__Required action__: Restate the lines exactly, starting at the line that contains "Identify the blue" and finishing with the final line of the records.

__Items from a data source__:
################

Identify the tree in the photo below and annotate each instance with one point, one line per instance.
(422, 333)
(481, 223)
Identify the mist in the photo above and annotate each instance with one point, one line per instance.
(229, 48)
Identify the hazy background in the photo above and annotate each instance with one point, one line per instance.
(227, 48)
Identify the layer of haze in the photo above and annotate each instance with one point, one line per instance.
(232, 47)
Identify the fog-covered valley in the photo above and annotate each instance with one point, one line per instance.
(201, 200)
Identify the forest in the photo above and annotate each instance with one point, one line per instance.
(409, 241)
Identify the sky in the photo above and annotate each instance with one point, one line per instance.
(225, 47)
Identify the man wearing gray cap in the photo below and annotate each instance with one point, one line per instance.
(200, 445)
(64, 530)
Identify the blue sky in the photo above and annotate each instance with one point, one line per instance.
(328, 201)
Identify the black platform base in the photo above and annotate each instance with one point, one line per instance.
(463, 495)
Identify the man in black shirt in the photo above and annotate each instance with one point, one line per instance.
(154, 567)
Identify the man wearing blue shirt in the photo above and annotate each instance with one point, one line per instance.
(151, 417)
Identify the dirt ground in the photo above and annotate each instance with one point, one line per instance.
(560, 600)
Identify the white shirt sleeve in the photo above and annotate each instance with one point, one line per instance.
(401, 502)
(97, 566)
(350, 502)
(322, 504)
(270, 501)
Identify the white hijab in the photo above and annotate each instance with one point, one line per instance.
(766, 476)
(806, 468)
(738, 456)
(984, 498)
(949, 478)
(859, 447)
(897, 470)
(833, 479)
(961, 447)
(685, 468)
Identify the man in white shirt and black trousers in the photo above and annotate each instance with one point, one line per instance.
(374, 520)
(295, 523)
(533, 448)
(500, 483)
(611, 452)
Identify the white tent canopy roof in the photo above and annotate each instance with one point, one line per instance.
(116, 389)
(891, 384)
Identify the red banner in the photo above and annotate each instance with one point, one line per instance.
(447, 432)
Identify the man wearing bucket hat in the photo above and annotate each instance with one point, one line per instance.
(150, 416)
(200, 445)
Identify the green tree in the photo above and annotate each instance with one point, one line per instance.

################

__Exercise answer__:
Identify the blue sky in the photo above and annotate each instance with one point, one line per instance.
(328, 201)
Identify the black platform base in the photo above and annotate each instance with one point, one line per instance.
(463, 495)
Identify the man in black shirt in the photo above and annotate each instance with one point, one line per instance.
(154, 567)
Identify the man wearing blue shirt in the photo above and annotate each instance with one point, one line per instance.
(151, 417)
Identify the dirt ground in the photo above and annotate each instance with one point, one line per instance.
(560, 600)
Identify the white shirt sleeve in the photo above and annotate each instance with one point, one line per instance.
(401, 502)
(97, 566)
(350, 502)
(322, 504)
(270, 501)
Identify the white hijab in the photo above and annotate each instance with one point, one line per instance.
(766, 476)
(806, 468)
(738, 456)
(984, 498)
(949, 478)
(859, 447)
(897, 470)
(833, 479)
(961, 447)
(685, 468)
Identify the man in white shirt and black trousers in the photo above and annotate each instance with one point, one line per instance.
(374, 520)
(295, 523)
(533, 448)
(500, 483)
(611, 452)
Identify the white tent canopy roof in the photo above and annotate each instance with one point, one line per instance.
(116, 389)
(891, 384)
Identify the red banner in the photo above and annotate each instance with one point, one line per instance.
(447, 432)
Identify the man wearing bucket hat in the photo above and annotate each instance with one point, one line per instance.
(150, 416)
(200, 445)
Identify the green tree in the photo above and annotate each instance with one point, one line per instance.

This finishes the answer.